- Extract to read
In an embodiment of the present disclosure, the first gene fragment R1 and the second gene fragment R2 may be two different gene fragments which are paired in original amplification gene sequencing data, respectively. A criterion for the overlapping operation is that an overlapping length of R1 and R2 is greater than or equal to a first sequence length threshold, and the first sequence length threshold can be any value from 10 bp to 20 bp, such as 10 bp, 15 bp and 20 bp, and an overlapped sequence length thereof is greater than or equal to the second sequence length threshold, and the second sequence length threshold can be any value from 100 bp to 150 bp, such as 100 bp, 125 bp and 150 bp. Therefore, it is possible to overlap the raw data that meets the overlapping criteria to obtain the sequence data with overlapping double-ended sequencing, and the raw data that do not meet the overlapping criteria can be used as the sequence data with non-overlapping double-ended sequencing. The service end can take the sequence data with overlapping double-ended sequencing and the sequence data with non-overlapping double-ended sequencing as the amplification sequence data for subsequent analysis.
In the embodiment of the present disclosure, the amplification sequence data are overlapped, so that two-way alignment of the sequence data with overlapping double-ended sequencing can be realized for the amplification sequence data in a subsequent alignment process, with a higher accuracy of the alignment result than that of the non-overlapped gene sequence data.
Optionally, the source gene sequence data includes sequence data in a V gene family, sequence data in a D gene family and sequence data in a J gene family. Referring to
In the step 1021, the sequence data with overlapping double-ended sequencing and the sequence data with non-overlapping double-ended sequencing are aligned to the sequence data in the V gene family, the sequence data in the D gene family and the sequence data in the J gene family, respectively, so as to obtain a consistency alignment value of the sequence data with overlapping double-ended sequencing and the sequence data with non-overlapping double-ended sequencing.
In the step 1022, a sum of lengths of sequence data in the sequence data with overlapping double-ended sequencing with consistency alignment values to the sequence data in the V gene family, the sequence data in the D gene family and the sequence data in the J gene family being greater than or equal to the consistency alignment value threshold is taken as a comparable length of the sequence data with overlapping double-ended sequencing.
In the step 1023, the sequence data with overlapping double-ended sequencing with a comparable length less than a comparable length threshold is taken as the nonspecific amplification sequence data.
In the step 1024, sequence data in the sequence data with non-overlapping double-ended sequencing with consistency alignment values to the sequence data in the V gene family, the sequence data in the D gene family and the sequence data in the J gene family being smaller than the consistency alignment value threshold is taken as the nonspecific amplification sequence data.
It should be noted that the V, D and J gene families are three main gene families of a reproductive gene sequence of a human germ cell, and these three gene families are distributed in the reproductive gene sequence successively in an order of V, D and J.

- Extracted data
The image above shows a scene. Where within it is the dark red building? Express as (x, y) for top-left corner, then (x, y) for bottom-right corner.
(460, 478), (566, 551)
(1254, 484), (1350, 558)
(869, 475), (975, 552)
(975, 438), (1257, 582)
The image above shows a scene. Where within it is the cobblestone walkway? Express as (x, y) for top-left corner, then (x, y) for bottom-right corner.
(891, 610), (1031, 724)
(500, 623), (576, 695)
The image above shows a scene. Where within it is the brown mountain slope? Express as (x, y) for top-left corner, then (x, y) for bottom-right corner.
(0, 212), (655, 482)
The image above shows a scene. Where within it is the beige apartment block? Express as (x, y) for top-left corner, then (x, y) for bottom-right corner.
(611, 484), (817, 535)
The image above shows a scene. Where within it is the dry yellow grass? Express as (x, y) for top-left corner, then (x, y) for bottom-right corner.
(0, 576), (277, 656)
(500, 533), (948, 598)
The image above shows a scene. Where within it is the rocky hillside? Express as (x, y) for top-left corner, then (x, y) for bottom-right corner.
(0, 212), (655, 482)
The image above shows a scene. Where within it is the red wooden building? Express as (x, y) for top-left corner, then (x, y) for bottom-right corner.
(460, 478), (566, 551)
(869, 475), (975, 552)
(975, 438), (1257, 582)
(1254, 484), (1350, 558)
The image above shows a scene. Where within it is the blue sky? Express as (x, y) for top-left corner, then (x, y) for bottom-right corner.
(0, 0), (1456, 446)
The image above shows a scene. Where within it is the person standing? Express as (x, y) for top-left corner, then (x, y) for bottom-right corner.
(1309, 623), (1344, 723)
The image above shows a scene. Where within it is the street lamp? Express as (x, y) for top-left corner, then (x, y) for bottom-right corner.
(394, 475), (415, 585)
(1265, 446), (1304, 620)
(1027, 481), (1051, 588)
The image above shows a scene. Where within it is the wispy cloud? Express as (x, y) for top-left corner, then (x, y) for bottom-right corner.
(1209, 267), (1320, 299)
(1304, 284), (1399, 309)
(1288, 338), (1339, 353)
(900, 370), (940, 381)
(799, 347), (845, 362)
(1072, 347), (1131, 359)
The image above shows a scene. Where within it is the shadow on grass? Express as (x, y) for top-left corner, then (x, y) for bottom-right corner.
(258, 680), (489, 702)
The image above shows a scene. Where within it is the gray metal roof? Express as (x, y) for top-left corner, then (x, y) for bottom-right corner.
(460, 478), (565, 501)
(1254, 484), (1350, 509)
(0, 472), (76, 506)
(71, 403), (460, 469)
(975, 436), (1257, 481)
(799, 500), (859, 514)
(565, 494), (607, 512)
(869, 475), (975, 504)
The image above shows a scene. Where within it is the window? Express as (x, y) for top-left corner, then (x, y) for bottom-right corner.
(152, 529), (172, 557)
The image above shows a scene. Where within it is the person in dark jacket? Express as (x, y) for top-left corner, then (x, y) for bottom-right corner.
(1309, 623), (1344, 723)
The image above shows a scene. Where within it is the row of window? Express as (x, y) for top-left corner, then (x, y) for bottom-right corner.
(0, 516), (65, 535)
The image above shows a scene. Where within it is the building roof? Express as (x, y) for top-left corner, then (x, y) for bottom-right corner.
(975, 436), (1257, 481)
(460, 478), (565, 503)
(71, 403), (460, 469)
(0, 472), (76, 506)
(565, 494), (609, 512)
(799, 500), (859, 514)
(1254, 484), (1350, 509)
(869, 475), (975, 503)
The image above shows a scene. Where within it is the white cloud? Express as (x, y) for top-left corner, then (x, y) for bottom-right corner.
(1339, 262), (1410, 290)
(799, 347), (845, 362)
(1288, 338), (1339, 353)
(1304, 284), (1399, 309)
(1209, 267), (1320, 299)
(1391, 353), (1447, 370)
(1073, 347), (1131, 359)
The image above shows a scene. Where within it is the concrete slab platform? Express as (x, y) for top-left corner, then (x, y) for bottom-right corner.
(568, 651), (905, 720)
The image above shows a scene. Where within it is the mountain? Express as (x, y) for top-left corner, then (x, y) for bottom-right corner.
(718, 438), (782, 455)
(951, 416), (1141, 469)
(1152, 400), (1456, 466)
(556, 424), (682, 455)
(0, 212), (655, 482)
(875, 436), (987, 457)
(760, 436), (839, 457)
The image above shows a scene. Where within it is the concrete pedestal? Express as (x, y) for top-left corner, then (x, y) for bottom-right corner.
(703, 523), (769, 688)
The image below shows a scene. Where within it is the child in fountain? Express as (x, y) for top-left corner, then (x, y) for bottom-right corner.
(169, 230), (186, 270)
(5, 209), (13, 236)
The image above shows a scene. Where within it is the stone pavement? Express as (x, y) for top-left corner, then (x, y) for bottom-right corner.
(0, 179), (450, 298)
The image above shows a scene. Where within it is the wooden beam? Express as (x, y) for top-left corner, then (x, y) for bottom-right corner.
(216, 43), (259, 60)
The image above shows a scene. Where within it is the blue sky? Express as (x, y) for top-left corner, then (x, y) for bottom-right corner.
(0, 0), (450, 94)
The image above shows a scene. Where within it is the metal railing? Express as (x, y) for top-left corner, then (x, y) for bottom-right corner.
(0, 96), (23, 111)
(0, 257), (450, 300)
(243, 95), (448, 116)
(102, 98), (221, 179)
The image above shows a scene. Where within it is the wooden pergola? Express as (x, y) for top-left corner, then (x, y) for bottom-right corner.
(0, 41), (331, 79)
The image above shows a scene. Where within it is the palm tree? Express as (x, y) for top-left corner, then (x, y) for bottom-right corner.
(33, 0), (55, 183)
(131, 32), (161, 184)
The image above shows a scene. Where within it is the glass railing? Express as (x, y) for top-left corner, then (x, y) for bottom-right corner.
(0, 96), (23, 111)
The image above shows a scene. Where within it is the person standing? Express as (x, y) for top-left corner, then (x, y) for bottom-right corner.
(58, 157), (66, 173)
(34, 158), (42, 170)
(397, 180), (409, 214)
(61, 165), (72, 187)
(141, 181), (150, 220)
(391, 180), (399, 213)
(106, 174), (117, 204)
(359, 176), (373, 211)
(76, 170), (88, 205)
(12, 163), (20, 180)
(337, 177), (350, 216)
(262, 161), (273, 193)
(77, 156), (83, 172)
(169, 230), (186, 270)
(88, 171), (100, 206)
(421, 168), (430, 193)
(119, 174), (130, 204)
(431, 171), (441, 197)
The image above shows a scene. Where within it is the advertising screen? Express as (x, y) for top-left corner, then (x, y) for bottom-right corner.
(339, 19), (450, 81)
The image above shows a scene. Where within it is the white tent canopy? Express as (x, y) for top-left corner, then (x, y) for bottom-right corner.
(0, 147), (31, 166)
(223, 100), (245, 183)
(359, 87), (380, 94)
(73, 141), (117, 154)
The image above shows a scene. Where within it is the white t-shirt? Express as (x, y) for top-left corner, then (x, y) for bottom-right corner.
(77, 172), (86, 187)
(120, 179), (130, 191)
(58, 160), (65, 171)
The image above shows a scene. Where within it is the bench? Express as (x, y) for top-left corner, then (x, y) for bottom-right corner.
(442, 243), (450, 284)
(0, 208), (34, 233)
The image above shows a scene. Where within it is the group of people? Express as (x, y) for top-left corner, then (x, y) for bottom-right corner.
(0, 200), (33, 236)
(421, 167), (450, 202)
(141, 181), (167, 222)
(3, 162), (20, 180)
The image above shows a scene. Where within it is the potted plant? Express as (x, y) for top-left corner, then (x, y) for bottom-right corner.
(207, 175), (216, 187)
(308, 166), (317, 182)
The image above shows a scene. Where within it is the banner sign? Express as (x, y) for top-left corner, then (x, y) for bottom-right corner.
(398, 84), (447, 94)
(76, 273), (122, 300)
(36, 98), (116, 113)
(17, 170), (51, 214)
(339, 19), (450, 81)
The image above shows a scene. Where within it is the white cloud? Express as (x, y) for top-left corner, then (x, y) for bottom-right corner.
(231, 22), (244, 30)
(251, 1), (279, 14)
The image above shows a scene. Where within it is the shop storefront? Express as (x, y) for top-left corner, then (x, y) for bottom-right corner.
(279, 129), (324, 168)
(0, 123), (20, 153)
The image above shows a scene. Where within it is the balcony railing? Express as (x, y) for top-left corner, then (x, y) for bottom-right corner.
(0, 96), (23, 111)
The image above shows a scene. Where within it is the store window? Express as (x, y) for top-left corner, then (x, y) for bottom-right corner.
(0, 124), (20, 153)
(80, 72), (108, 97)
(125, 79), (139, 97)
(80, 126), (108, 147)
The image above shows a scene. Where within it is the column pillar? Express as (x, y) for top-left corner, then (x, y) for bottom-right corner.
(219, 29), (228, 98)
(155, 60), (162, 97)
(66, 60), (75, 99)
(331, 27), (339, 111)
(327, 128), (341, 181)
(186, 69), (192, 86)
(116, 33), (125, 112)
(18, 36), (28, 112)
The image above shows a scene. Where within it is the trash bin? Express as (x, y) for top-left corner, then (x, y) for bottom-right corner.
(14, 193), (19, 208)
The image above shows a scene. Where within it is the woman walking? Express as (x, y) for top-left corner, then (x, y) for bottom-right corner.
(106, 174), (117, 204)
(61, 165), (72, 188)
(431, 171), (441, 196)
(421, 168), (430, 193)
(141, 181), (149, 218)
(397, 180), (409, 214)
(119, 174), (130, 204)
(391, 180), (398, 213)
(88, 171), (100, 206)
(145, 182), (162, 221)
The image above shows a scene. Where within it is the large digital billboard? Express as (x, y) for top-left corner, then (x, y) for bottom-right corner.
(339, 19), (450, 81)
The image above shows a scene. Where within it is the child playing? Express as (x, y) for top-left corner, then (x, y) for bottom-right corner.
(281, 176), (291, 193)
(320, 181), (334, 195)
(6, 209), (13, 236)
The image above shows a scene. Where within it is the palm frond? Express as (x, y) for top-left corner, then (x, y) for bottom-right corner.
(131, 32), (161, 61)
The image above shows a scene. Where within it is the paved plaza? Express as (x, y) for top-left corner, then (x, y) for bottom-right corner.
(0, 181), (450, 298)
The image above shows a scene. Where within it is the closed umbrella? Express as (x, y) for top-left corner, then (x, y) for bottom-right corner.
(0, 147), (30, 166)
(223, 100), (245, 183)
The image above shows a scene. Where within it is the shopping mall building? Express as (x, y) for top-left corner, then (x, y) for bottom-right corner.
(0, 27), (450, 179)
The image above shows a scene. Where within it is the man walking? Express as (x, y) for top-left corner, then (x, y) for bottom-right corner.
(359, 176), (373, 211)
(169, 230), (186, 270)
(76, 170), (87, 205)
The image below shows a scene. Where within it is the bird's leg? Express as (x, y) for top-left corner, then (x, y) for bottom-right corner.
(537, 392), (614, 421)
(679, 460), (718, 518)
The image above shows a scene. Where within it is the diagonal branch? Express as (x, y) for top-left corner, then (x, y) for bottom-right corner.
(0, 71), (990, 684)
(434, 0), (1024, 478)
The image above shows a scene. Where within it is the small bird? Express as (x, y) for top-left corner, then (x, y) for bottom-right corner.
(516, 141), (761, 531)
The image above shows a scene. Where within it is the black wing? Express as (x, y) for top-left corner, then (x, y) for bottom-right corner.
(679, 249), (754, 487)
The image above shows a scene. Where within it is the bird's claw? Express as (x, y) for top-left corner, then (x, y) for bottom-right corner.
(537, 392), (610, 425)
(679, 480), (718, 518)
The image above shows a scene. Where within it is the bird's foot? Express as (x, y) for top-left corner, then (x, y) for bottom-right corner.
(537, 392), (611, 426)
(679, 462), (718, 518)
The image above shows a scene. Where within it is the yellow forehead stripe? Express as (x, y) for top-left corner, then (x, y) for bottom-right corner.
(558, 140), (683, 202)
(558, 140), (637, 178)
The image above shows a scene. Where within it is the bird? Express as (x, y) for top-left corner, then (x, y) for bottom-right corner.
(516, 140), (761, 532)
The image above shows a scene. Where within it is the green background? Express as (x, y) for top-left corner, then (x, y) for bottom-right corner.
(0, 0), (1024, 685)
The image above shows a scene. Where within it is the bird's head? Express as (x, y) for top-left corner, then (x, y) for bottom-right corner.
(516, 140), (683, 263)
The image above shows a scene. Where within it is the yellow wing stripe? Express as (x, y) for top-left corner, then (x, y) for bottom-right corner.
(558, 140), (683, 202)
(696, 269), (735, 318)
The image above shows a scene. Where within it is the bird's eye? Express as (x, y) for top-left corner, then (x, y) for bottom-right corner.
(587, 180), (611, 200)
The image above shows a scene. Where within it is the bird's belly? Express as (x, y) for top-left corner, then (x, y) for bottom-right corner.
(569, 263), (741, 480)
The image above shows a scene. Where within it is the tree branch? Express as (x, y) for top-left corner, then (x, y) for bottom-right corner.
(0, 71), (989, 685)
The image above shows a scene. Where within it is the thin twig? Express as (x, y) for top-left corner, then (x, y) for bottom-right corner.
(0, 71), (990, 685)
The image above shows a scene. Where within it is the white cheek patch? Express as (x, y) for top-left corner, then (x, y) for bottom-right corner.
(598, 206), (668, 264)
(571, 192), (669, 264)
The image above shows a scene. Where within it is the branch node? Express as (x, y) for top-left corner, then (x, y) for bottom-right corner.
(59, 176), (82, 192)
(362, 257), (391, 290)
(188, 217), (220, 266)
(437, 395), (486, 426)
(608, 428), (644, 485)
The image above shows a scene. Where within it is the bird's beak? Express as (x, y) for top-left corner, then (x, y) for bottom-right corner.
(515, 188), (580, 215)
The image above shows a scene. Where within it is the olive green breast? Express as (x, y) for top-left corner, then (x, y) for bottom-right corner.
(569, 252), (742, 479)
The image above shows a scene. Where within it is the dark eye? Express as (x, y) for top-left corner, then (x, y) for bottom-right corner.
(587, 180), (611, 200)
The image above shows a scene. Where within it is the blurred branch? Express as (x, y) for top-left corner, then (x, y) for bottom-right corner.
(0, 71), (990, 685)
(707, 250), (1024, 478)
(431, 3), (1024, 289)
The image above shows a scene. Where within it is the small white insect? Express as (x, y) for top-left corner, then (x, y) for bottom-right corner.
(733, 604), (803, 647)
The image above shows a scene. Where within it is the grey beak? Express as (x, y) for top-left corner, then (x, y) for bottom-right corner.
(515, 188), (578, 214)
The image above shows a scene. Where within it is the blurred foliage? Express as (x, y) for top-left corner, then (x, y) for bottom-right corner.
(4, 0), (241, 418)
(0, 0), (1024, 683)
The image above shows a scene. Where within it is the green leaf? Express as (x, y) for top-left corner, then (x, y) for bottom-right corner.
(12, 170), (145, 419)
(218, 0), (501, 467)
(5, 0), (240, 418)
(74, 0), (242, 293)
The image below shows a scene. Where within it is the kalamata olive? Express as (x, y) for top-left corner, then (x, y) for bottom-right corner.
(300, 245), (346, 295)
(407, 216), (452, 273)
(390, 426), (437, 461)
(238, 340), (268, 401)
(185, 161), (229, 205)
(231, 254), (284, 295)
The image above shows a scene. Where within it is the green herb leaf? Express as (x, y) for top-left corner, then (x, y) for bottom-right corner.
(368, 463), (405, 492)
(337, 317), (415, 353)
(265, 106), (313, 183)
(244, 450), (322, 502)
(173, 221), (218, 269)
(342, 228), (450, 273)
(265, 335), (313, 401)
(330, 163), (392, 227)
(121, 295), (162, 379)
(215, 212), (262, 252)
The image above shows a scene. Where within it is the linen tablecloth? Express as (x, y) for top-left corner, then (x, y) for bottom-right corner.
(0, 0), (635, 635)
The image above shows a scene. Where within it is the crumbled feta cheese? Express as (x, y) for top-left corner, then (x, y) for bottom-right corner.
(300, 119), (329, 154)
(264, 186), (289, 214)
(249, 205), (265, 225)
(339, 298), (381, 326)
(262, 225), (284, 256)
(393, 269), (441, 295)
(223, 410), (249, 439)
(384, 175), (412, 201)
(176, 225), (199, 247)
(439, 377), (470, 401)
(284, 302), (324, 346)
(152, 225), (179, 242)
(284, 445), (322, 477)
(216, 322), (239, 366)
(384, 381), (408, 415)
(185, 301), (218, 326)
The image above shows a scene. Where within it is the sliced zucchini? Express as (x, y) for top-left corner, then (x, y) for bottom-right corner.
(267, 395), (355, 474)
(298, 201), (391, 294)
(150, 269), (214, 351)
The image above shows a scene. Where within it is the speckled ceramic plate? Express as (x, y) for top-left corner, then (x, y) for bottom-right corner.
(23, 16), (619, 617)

- Exercise goal
Answer these questions about the gene sequencing passage:
(a) What range of values can the first sequence length threshold take?
(b) In step 1023, which data are taken as the nonspecific amplification sequence data?
(c) In what order are the three gene families distributed in the reproductive gene sequence?
The lines have no part in this work.

- Output of the exercise
(a) Any value from 10 bp to 20 bp.
(b) The sequence data with overlapping double-ended sequencing whose comparable length is less than a comparable length threshold.
(c) V, D and J.